▶ **MATERIAL PROVIDED**

● ● ●

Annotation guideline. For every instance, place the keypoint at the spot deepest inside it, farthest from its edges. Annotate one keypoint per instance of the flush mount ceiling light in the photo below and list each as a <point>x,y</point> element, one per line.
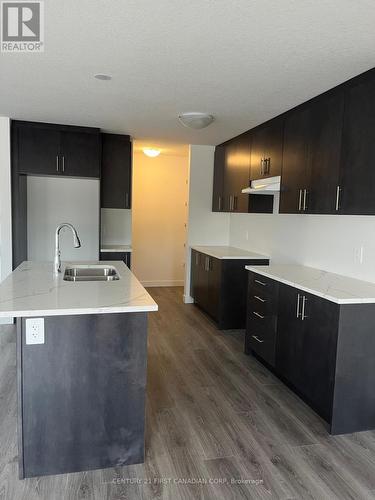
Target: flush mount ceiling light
<point>151,152</point>
<point>196,120</point>
<point>103,76</point>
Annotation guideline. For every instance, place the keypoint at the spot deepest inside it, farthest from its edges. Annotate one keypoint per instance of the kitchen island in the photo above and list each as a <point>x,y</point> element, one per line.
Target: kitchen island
<point>81,367</point>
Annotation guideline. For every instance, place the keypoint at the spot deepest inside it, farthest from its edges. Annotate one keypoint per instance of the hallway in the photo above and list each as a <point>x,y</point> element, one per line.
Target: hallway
<point>219,425</point>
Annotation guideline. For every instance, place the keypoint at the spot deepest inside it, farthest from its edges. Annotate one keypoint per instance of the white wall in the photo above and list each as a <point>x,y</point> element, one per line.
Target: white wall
<point>204,226</point>
<point>116,226</point>
<point>5,204</point>
<point>53,200</point>
<point>159,199</point>
<point>329,242</point>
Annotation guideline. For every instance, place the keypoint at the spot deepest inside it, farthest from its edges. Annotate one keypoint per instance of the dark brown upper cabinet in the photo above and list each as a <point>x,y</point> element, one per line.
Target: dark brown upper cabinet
<point>357,172</point>
<point>326,118</point>
<point>80,154</point>
<point>236,174</point>
<point>116,171</point>
<point>311,158</point>
<point>231,175</point>
<point>267,150</point>
<point>326,153</point>
<point>49,149</point>
<point>218,187</point>
<point>295,168</point>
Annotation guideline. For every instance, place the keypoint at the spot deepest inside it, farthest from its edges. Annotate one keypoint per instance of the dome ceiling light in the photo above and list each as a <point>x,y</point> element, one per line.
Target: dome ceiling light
<point>196,120</point>
<point>151,152</point>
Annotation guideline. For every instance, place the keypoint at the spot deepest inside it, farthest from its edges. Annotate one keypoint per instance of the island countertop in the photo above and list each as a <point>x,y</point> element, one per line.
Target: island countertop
<point>33,290</point>
<point>227,252</point>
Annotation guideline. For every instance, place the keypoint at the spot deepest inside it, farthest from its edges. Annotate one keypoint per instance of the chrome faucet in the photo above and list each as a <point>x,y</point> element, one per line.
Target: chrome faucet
<point>76,242</point>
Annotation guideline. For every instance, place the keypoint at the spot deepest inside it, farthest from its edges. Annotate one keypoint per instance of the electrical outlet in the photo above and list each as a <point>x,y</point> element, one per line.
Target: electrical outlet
<point>34,331</point>
<point>358,255</point>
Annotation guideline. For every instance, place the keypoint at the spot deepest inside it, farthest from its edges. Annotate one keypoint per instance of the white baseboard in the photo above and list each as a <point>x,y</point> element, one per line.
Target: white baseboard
<point>6,321</point>
<point>162,283</point>
<point>188,299</point>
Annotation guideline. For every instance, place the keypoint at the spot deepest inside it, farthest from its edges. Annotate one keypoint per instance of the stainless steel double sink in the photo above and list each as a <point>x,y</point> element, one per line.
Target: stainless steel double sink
<point>90,273</point>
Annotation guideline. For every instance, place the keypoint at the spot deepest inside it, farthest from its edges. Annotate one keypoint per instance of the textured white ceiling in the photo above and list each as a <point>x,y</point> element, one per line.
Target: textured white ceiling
<point>242,60</point>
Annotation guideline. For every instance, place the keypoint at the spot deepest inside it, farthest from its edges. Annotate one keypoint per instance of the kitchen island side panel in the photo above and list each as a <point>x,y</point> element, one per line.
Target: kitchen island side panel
<point>354,395</point>
<point>82,393</point>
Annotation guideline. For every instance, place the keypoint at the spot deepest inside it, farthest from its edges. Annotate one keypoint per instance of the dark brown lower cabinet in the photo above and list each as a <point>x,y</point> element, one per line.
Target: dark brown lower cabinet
<point>322,350</point>
<point>218,287</point>
<point>123,256</point>
<point>306,346</point>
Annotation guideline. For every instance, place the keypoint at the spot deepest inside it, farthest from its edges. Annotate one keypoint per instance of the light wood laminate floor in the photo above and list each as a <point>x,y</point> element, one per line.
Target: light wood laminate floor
<point>219,426</point>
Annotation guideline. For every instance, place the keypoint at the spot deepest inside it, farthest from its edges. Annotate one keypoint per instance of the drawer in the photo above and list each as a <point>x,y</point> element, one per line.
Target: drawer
<point>262,286</point>
<point>261,303</point>
<point>263,342</point>
<point>261,323</point>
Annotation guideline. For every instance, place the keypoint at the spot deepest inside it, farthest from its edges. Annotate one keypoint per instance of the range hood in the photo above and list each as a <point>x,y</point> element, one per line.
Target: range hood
<point>270,185</point>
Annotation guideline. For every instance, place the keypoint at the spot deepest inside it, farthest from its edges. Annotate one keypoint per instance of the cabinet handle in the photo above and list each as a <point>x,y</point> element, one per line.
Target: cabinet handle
<point>258,298</point>
<point>338,192</point>
<point>260,282</point>
<point>298,304</point>
<point>268,166</point>
<point>303,316</point>
<point>207,264</point>
<point>300,200</point>
<point>305,199</point>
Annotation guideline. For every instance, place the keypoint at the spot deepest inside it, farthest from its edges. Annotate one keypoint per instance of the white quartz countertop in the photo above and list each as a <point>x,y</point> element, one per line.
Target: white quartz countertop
<point>334,287</point>
<point>116,248</point>
<point>33,290</point>
<point>225,252</point>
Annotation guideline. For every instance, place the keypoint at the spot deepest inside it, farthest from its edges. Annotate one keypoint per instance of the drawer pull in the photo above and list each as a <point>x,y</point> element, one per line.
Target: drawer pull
<point>259,298</point>
<point>260,282</point>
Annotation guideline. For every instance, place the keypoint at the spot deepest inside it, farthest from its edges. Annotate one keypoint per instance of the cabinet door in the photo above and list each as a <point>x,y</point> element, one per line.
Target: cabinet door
<point>116,171</point>
<point>37,149</point>
<point>267,149</point>
<point>274,147</point>
<point>194,265</point>
<point>290,333</point>
<point>295,169</point>
<point>357,174</point>
<point>258,146</point>
<point>81,153</point>
<point>318,356</point>
<point>200,280</point>
<point>218,186</point>
<point>213,286</point>
<point>324,153</point>
<point>237,173</point>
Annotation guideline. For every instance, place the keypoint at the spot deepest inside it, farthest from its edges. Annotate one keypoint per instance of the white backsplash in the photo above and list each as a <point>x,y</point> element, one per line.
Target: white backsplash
<point>116,226</point>
<point>329,242</point>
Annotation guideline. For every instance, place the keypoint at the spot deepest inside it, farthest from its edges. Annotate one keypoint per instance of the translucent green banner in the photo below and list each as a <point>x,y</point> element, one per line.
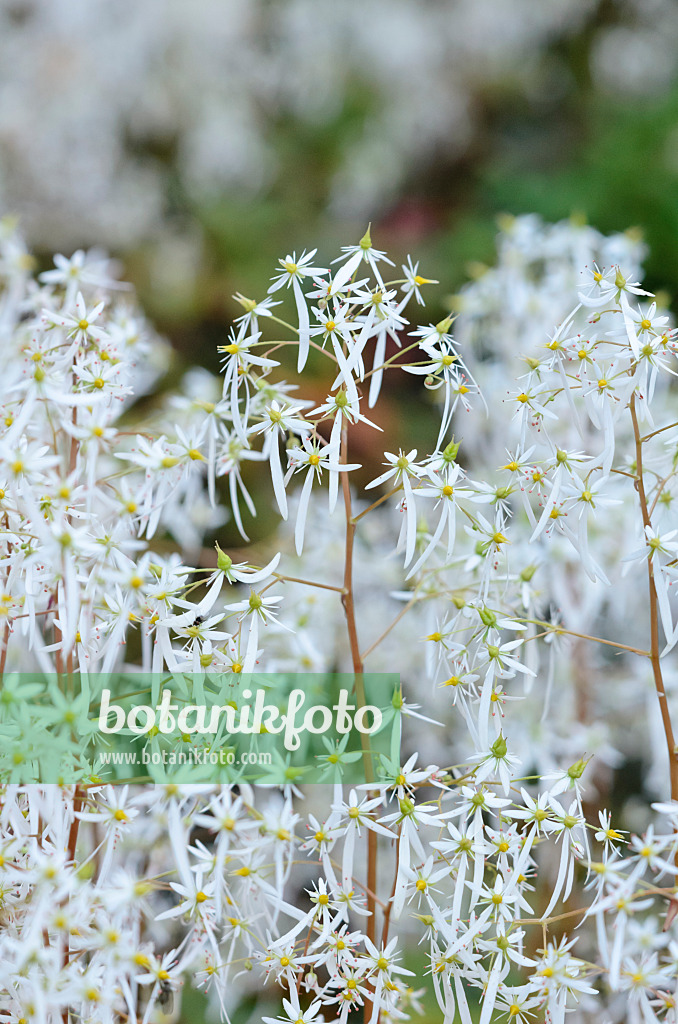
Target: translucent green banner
<point>267,728</point>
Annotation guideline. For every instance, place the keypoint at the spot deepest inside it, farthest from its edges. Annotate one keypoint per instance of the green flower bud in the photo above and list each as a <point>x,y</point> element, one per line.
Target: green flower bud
<point>223,562</point>
<point>499,748</point>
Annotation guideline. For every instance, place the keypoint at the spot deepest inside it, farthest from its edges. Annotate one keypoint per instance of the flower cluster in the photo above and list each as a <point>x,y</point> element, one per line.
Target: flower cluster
<point>489,851</point>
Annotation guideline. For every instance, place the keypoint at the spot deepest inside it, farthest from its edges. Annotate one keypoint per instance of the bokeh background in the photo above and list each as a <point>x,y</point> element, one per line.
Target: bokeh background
<point>200,140</point>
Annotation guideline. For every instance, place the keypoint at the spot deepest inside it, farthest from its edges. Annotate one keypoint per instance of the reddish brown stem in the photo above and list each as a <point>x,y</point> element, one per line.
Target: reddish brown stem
<point>653,615</point>
<point>358,670</point>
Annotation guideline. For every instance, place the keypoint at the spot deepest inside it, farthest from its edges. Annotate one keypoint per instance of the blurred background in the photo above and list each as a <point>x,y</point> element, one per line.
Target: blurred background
<point>200,141</point>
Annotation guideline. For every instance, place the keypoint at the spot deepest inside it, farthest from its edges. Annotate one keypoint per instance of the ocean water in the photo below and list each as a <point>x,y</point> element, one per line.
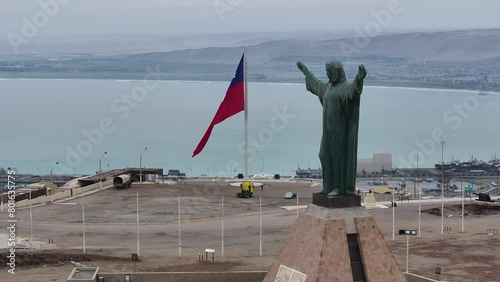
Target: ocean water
<point>75,121</point>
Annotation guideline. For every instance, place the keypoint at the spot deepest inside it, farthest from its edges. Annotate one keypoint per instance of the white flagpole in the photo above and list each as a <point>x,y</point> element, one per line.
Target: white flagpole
<point>179,224</point>
<point>31,225</point>
<point>246,111</point>
<point>222,207</point>
<point>260,225</point>
<point>83,218</point>
<point>138,249</point>
<point>297,205</point>
<point>393,205</point>
<point>419,202</point>
<point>463,204</point>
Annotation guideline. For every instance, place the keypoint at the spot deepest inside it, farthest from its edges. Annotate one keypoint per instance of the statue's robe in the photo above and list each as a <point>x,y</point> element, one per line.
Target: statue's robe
<point>339,143</point>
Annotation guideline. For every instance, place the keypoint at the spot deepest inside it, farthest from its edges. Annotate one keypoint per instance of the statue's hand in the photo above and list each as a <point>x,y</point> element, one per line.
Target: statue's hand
<point>362,72</point>
<point>301,66</point>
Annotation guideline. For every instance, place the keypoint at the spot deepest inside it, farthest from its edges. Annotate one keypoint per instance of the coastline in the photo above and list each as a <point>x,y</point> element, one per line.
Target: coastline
<point>371,84</point>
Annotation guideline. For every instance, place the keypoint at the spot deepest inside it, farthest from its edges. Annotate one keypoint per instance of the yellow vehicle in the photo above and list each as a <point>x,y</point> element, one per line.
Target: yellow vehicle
<point>247,189</point>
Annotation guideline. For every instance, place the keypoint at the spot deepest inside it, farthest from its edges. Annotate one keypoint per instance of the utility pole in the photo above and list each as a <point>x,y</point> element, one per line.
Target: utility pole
<point>442,185</point>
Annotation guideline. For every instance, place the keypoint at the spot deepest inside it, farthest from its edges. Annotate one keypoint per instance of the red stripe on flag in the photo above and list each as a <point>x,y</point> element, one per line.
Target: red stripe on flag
<point>233,103</point>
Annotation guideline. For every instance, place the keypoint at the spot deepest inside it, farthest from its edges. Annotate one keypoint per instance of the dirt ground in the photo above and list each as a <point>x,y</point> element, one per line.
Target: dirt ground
<point>111,232</point>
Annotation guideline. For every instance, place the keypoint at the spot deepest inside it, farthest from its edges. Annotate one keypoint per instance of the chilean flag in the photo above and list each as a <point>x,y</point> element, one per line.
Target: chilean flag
<point>233,103</point>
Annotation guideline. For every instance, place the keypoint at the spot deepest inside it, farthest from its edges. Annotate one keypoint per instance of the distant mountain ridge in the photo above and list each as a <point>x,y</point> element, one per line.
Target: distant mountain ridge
<point>459,46</point>
<point>467,59</point>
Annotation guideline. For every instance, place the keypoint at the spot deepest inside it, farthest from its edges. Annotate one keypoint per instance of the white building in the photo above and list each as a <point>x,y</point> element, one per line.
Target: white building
<point>379,163</point>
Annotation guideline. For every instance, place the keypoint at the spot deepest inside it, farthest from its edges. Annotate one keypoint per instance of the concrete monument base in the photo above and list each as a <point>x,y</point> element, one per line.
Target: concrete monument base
<point>342,244</point>
<point>335,202</point>
<point>370,202</point>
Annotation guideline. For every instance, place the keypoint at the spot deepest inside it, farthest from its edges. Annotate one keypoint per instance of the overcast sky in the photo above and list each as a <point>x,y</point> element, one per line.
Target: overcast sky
<point>201,16</point>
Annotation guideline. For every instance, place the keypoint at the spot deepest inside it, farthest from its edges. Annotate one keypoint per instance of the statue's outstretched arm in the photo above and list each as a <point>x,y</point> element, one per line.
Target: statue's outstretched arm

● ● ●

▶ **DESCRIPTION OF THE TASK**
The response must contain every line from the listing above in which the string "outstretched" appears.

▶ **ANSWER TO THIS EXERCISE**
Annotation guideline. For every instance, place the keypoint at the spot deepest inside it, farthest from its edges. Annotate one keypoint per instance of the statue's outstretched arm in the photo above and list each as a <point>x,y</point> element, one per line.
Target: statue's outstretched arm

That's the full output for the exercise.